Passage cité:
-=-=-
Municipales : le texte appelé à subir de nouvelles retouches

Décidément, le pouvoir sait parfaitement ce qu’il veut: tantôt il redonne virtuellement la nationalité aux émigrés et tantôt il la leur retire... Tantôt il veut des municipales et tantôt il n’en veut pas. Dans un cas comme dans l’autre, le Conseil des ministres, après avoir tranché, s’est rétracté.
Au sujet des municipales, on pensait que le projet de loi allait enfin être transmis à la Chambre. Mais six ministres (MM. Michel Eddé, Bahige Tabbarah, Elias Hanna, Akram Chehayeb, Mahmoud Abou Hamdane et Hagop Demerdjian), se ravisant après approbation du texte en Conseil des ministres, ont demandé un délai de quinze jours pour déposer des remarques en vue d’ultimes retouches. Et ils ont remis leurs copies soit au secrétaire général de la présidence du Conseil, M. Hicham Chaar, soit à la commission ministérielle spécialisée que dirige le ministre de l’Intérieur, M. Michel Murr.
-=-=-
Énoncé de l'exercice: Reformulez sous forme de liste le paragraphe du passage cité qui commence par « Au sujet des municipales », en conservant ses faits principaux. Le matériel présenté ne joue aucun rôle dans cet exercice.
-=-=-
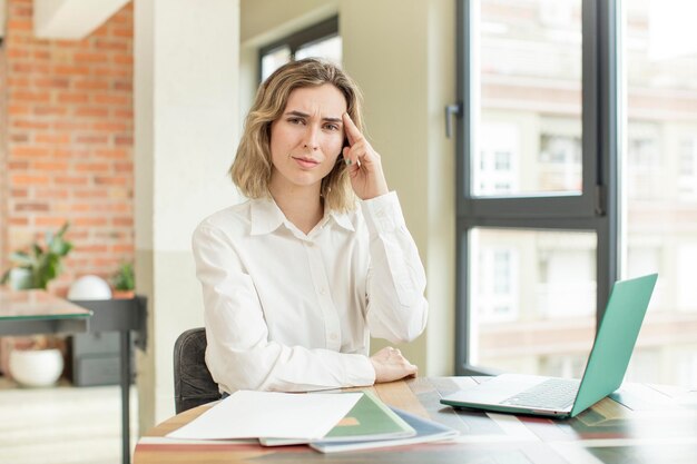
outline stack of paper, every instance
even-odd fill
[[[361,396],[361,393],[306,395],[237,391],[167,437],[318,440]]]
[[[416,431],[390,409],[373,393],[363,392],[363,396],[324,437],[332,443],[377,441],[416,435]],[[293,445],[310,443],[283,438],[261,438],[264,446]]]
[[[258,438],[265,446],[310,444],[334,453],[454,435],[452,428],[387,407],[367,391],[310,395],[238,391],[167,438]]]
-=-=-
Corrigé de l'exercice:
- On s'attendait à ce que le projet de loi sur les municipales soit enfin transmis à la Chambre.
- Après l'approbation du texte en Conseil des ministres, six ministres se sont ravisés : MM. Michel Eddé, Bahige Tabbarah, Elias Hanna, Akram Chehayeb, Mahmoud Abou Hamdane et Hagop Demerdjian.
- Ils ont demandé un délai de quinze jours pour déposer des remarques en vue d'ultimes retouches.
- Ils ont remis leurs copies soit au secrétaire général de la présidence du Conseil, M. Hicham Chaar, soit à la commission ministérielle spécialisée dirigée par le ministre de l'Intérieur, M. Michel Murr.